=== Stated problem ===
Print the lines below exactly as they appear, from the line containing "[seg] <item>tree</item>" through the line containing "Provide the outline of every instance of the <item>tree</item>.", both included.

=== Available data ===
#####
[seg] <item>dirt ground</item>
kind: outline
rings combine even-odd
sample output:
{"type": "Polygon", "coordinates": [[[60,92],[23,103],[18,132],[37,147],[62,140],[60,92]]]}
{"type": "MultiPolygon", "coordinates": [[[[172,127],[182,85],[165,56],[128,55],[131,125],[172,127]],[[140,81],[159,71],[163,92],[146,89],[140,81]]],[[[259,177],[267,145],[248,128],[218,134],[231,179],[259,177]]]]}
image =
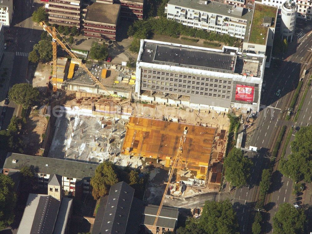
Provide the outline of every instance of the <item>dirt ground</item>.
{"type": "Polygon", "coordinates": [[[153,105],[137,103],[132,104],[135,108],[134,114],[137,116],[163,119],[164,117],[179,118],[180,122],[192,124],[206,124],[212,127],[220,126],[227,129],[228,118],[223,112],[217,113],[207,110],[200,111],[164,105],[153,105]]]}
{"type": "Polygon", "coordinates": [[[32,113],[27,119],[22,135],[26,146],[24,153],[30,155],[37,155],[42,141],[42,134],[46,129],[48,119],[45,117],[32,113]]]}

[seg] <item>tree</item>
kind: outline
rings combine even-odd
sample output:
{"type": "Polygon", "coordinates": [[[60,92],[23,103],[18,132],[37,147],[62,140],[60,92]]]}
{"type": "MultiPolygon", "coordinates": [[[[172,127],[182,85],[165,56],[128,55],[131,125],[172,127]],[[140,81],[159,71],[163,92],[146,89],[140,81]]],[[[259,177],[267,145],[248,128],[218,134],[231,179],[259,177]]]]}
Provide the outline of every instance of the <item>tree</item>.
{"type": "Polygon", "coordinates": [[[139,53],[140,50],[140,39],[134,38],[131,42],[129,50],[132,53],[139,53]]]}
{"type": "Polygon", "coordinates": [[[9,176],[0,174],[0,231],[13,222],[16,202],[14,182],[9,176]]]}
{"type": "Polygon", "coordinates": [[[34,46],[34,50],[39,54],[41,62],[46,62],[52,59],[52,45],[51,41],[46,39],[39,41],[38,44],[34,46]]]}
{"type": "Polygon", "coordinates": [[[74,37],[72,36],[70,36],[68,38],[68,40],[67,40],[67,43],[69,45],[72,45],[74,44],[74,37]]]}
{"type": "Polygon", "coordinates": [[[134,170],[129,173],[129,184],[130,185],[139,183],[139,173],[134,170]]]}
{"type": "Polygon", "coordinates": [[[38,62],[40,58],[35,50],[33,50],[28,55],[28,60],[34,63],[38,62]]]}
{"type": "Polygon", "coordinates": [[[110,161],[105,161],[96,168],[90,181],[93,188],[92,195],[95,199],[106,195],[110,186],[118,182],[115,168],[115,166],[110,161]]]}
{"type": "Polygon", "coordinates": [[[262,216],[260,212],[257,212],[255,216],[255,219],[252,224],[252,230],[253,234],[260,234],[261,232],[261,225],[262,216]]]}
{"type": "Polygon", "coordinates": [[[37,23],[45,21],[47,18],[47,14],[46,10],[42,7],[39,7],[32,13],[32,21],[37,23]]]}
{"type": "Polygon", "coordinates": [[[108,55],[107,46],[105,44],[100,44],[96,41],[92,44],[90,49],[90,56],[93,59],[105,60],[108,55]]]}
{"type": "Polygon", "coordinates": [[[207,234],[238,233],[236,213],[228,200],[206,201],[199,225],[207,234]]]}
{"type": "Polygon", "coordinates": [[[273,234],[304,233],[306,217],[304,210],[296,209],[289,203],[283,203],[273,217],[273,234]]]}
{"type": "Polygon", "coordinates": [[[240,187],[247,183],[252,162],[244,156],[240,149],[234,147],[230,151],[224,159],[224,175],[232,186],[240,187]]]}
{"type": "Polygon", "coordinates": [[[195,223],[192,220],[185,227],[180,227],[177,230],[177,234],[205,234],[198,223],[195,223]]]}
{"type": "Polygon", "coordinates": [[[71,34],[72,36],[77,36],[78,33],[78,30],[76,26],[73,26],[71,28],[71,34]]]}
{"type": "Polygon", "coordinates": [[[17,84],[10,89],[9,96],[16,104],[27,109],[39,101],[39,91],[29,84],[17,84]]]}
{"type": "Polygon", "coordinates": [[[69,27],[68,26],[66,26],[64,27],[64,31],[63,31],[63,34],[64,35],[68,35],[70,32],[69,27]]]}

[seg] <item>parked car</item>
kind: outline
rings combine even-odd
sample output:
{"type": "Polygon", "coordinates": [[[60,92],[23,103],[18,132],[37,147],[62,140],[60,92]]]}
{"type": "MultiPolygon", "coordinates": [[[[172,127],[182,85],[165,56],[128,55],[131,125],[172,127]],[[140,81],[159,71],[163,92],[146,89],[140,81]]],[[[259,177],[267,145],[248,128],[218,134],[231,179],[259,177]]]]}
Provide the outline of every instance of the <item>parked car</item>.
{"type": "Polygon", "coordinates": [[[301,192],[298,192],[296,193],[296,197],[299,197],[299,196],[301,196],[303,194],[303,193],[301,192]]]}
{"type": "Polygon", "coordinates": [[[280,95],[280,90],[279,89],[277,90],[277,91],[276,92],[276,95],[279,96],[280,95]]]}
{"type": "Polygon", "coordinates": [[[6,106],[7,105],[9,105],[9,103],[10,103],[10,100],[9,100],[8,98],[6,98],[5,100],[4,101],[4,105],[6,106]]]}

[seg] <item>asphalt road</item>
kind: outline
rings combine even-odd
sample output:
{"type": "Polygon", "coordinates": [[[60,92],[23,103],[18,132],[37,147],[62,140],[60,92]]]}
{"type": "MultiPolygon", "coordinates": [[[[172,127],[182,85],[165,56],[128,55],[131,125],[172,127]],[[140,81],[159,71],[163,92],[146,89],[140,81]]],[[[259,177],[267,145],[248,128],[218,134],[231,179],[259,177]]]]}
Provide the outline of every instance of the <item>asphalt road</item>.
{"type": "MultiPolygon", "coordinates": [[[[28,53],[32,50],[34,45],[40,40],[42,31],[38,26],[34,27],[31,16],[33,11],[41,5],[35,3],[37,7],[32,7],[32,1],[16,0],[12,26],[5,28],[5,40],[7,48],[6,52],[12,53],[12,61],[3,61],[8,63],[8,66],[13,65],[13,69],[8,85],[3,90],[6,95],[9,88],[16,84],[25,83],[28,61],[28,53]]],[[[34,6],[35,5],[34,5],[34,6]]],[[[4,94],[3,97],[5,96],[4,94]]],[[[1,97],[1,100],[4,100],[1,97]]],[[[3,105],[2,102],[2,105],[3,105]]],[[[13,115],[16,115],[17,106],[10,102],[6,113],[2,129],[6,129],[13,115]]],[[[2,108],[0,108],[2,110],[2,108]]]]}
{"type": "MultiPolygon", "coordinates": [[[[264,98],[261,103],[262,110],[258,114],[257,123],[252,129],[248,129],[249,135],[252,135],[249,145],[256,147],[257,153],[248,153],[246,154],[252,160],[254,166],[251,169],[251,176],[250,185],[236,189],[234,193],[230,193],[228,191],[224,191],[221,194],[210,193],[198,196],[193,197],[182,200],[171,200],[166,199],[164,204],[178,207],[193,208],[202,207],[207,200],[218,201],[228,199],[231,201],[236,210],[236,214],[240,224],[241,233],[251,233],[251,227],[252,220],[251,220],[253,216],[251,212],[255,212],[252,207],[254,193],[255,192],[254,185],[258,184],[261,179],[263,164],[270,147],[272,134],[276,126],[279,125],[290,125],[293,123],[289,121],[278,119],[281,111],[285,110],[285,105],[288,100],[290,93],[295,89],[299,78],[300,68],[305,62],[304,58],[308,50],[312,45],[311,42],[312,36],[310,35],[303,38],[304,41],[297,47],[293,54],[282,62],[280,68],[266,69],[265,74],[265,80],[266,81],[267,91],[263,95],[264,98]],[[277,91],[280,90],[280,95],[276,95],[277,91]]],[[[311,89],[311,88],[310,88],[311,89]]],[[[302,118],[303,111],[307,112],[305,119],[309,121],[312,113],[312,90],[309,91],[306,99],[310,98],[310,102],[307,101],[305,102],[302,108],[302,113],[300,113],[298,121],[302,118]],[[310,95],[310,96],[309,96],[310,95]],[[307,104],[305,103],[307,103],[307,104]],[[307,108],[308,108],[307,110],[307,108]],[[310,109],[310,110],[309,110],[310,109]]],[[[312,121],[312,120],[311,120],[312,121]]],[[[303,123],[303,124],[304,123],[303,123]]],[[[289,147],[289,146],[288,146],[289,147]]],[[[270,203],[266,208],[270,210],[266,217],[267,219],[264,227],[266,233],[272,231],[272,226],[270,223],[273,215],[278,208],[279,204],[284,202],[291,202],[294,198],[291,195],[292,182],[290,179],[285,178],[280,174],[274,175],[280,179],[272,185],[273,194],[270,203]]]]}

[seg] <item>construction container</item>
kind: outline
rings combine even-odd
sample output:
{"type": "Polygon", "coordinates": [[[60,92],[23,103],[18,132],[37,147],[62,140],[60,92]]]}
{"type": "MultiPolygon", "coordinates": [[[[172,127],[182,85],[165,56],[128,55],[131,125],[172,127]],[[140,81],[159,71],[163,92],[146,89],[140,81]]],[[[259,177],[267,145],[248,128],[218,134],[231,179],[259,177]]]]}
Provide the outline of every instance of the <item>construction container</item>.
{"type": "Polygon", "coordinates": [[[67,78],[69,79],[71,79],[73,78],[73,76],[74,75],[74,71],[75,69],[75,64],[71,63],[71,65],[69,66],[69,69],[68,70],[68,75],[67,75],[67,78]]]}
{"type": "Polygon", "coordinates": [[[105,79],[106,78],[106,73],[107,71],[107,69],[103,69],[102,70],[102,75],[101,75],[101,77],[103,79],[105,79]]]}

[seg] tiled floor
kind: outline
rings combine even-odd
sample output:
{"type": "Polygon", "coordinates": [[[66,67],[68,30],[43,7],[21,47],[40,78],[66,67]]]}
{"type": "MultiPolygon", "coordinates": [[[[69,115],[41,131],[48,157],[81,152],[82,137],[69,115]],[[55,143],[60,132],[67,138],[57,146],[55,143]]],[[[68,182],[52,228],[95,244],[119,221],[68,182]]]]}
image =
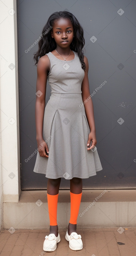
#####
=== Completed task ===
[seg] <item>tree</item>
kind: outline
rings combine even-odd
sample output:
{"type": "Polygon", "coordinates": [[[60,92],[23,103],[18,132],[37,147],[62,140],[60,92]]]}
{"type": "MultiPolygon", "coordinates": [[[[172,127],[182,85],[165,56],[128,55],[131,125],[172,127]],[[140,81],[159,71],[163,92],[146,89],[140,81]]],[[[259,177],[267,145],[248,128],[218,134],[231,179],[259,177]]]]}
Provide the outline of every instance of the <item>tree</item>.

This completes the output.